Barbara Visser (born 16 August 1977) is a Dutch-Croatian politician of the People's Party for Freedom and Democracy (VVD). From 31 August 2021 to 10 January 2022, she served as Minister of Infrastructure and Water Management of the Netherlands in the third Rutte cabinet. She previously served as State Secretary for Defence from 26 October 2017 to 31 August 2021.

Career 
Visser began her political career in 2006 as a member of the municipal council of Zaanstad. In 2010, she vacated her seat to become an alderman. Her portfolio included economic affairs, tourism, employment and social integration.

She was elected into the Dutch House of Representatives in the 2012 general election. Visser left the House of Representatives on 26 October 2017, when she was appointed State Secretary for Defence in the third Rutte cabinet.

Personal life 
Visser was born in Šibenik in the Socialist Federal Republic of Yugoslavia (present-day Croatia) into a mixed Croatian-Dutch family. She currently lives in Zaandam, North Holland.

(Pointing dataset entries)
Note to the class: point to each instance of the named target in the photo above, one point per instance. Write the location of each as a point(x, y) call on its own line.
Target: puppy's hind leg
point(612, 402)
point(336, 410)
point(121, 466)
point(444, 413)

> **EXERCISES TO COMPLETE**:
A – According to the Barbara Visser biography, which municipal council did Visser join in 2006?
B – Do these statements agree with the Barbara Visser biography? (i) Visser was born in Šibenik. (ii) Visser was first elected to the Dutch House of Representatives in 2010. (iii) Visser was Minister of Infrastructure and Water Management in the third Rutte cabinet.

> **THE RESPONSES**:
A – Zaanstad

B –
(i) Yes: "Visser was born in Šibenik in the Socialist Federal Republic of Yugoslavia"
(ii) No: "She was elected into the Dutch House of Representatives in the 2012 general election."
(iii) Yes: "she served as Minister of Infrastructure and Water Management of the Netherlands in the third Rutte cabinet"